* **Task instructions**
Each line of the data below that carries the word "spotted" needs to be copied.

╭─ Input

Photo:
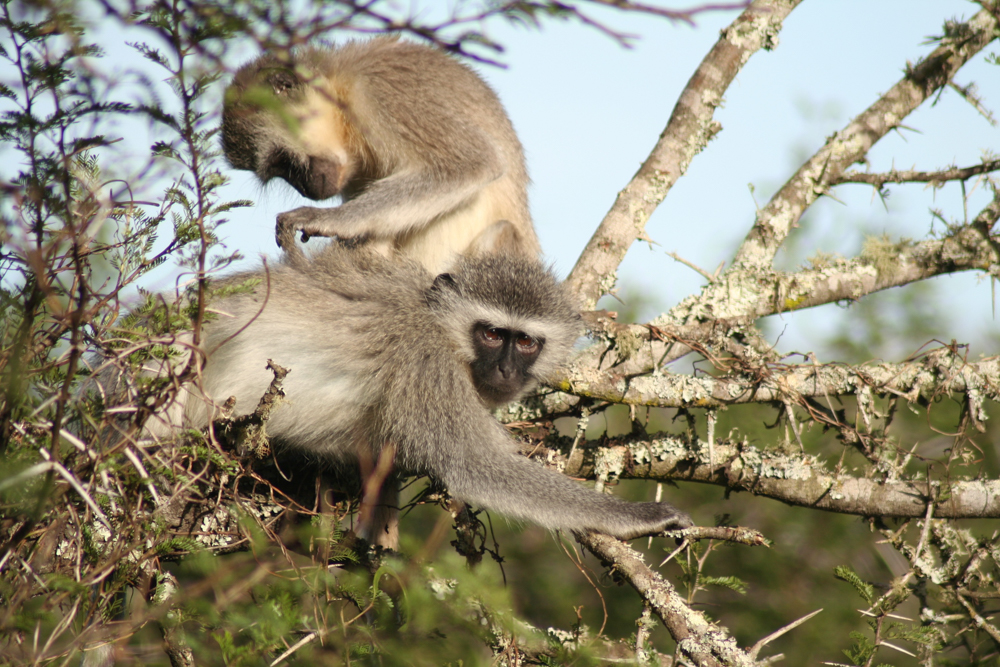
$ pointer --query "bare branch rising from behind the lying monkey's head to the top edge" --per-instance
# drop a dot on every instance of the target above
(687, 132)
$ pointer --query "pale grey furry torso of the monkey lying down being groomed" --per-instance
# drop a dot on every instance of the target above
(346, 323)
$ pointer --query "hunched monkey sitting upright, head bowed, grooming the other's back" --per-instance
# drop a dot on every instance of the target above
(416, 144)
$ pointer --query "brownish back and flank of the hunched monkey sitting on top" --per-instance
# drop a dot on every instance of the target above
(415, 101)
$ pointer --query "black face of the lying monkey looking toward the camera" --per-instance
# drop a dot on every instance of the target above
(504, 358)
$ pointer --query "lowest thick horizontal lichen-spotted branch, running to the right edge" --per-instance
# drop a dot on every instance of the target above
(796, 479)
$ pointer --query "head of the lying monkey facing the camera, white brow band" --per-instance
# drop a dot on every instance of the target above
(514, 324)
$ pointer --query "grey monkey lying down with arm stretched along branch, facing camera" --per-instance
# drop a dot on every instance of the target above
(383, 355)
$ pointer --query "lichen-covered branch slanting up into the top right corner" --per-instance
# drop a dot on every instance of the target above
(851, 144)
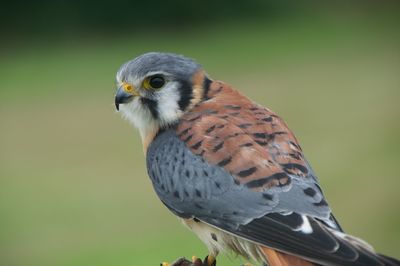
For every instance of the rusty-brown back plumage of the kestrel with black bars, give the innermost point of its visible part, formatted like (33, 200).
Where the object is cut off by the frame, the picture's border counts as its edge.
(247, 140)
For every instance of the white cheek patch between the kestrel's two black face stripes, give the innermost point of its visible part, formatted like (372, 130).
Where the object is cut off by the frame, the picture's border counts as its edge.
(168, 108)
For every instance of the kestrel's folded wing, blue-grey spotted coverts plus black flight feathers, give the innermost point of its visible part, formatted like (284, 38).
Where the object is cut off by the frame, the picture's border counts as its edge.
(295, 219)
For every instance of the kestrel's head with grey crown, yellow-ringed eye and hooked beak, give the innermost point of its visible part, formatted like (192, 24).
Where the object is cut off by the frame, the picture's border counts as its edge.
(156, 89)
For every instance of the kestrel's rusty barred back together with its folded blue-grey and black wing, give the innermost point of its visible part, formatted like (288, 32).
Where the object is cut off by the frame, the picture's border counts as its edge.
(236, 166)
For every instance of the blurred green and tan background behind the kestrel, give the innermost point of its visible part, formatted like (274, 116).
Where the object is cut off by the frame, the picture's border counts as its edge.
(73, 183)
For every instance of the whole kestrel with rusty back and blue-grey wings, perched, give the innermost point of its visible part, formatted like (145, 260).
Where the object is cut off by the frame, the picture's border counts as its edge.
(231, 169)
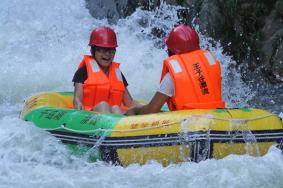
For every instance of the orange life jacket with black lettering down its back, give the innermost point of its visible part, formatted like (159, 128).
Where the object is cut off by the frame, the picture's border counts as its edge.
(197, 80)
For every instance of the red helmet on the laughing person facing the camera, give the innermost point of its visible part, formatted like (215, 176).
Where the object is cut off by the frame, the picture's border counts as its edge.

╰─

* **Answer section**
$ pointer --query "lowest thick horizontal lichen-spotted branch, running to the right edge" --per-instance
For every instance of the kestrel's folded wing, blue-grey spotted coverts plus black flight feathers, give the innermost point of its visible part, formatted like (284, 38).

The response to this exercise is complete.